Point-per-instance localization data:
=== Begin Enclosure ===

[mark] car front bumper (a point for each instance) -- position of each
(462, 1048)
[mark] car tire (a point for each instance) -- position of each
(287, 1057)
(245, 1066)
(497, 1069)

=== End Enclosure ===

Reproduce every single entry above exactly.

[mark] car front bumper (a point for each instance) -- position of each
(462, 1048)
[mark] car tire (a point for each instance) -- position of each
(287, 1057)
(245, 1066)
(497, 1069)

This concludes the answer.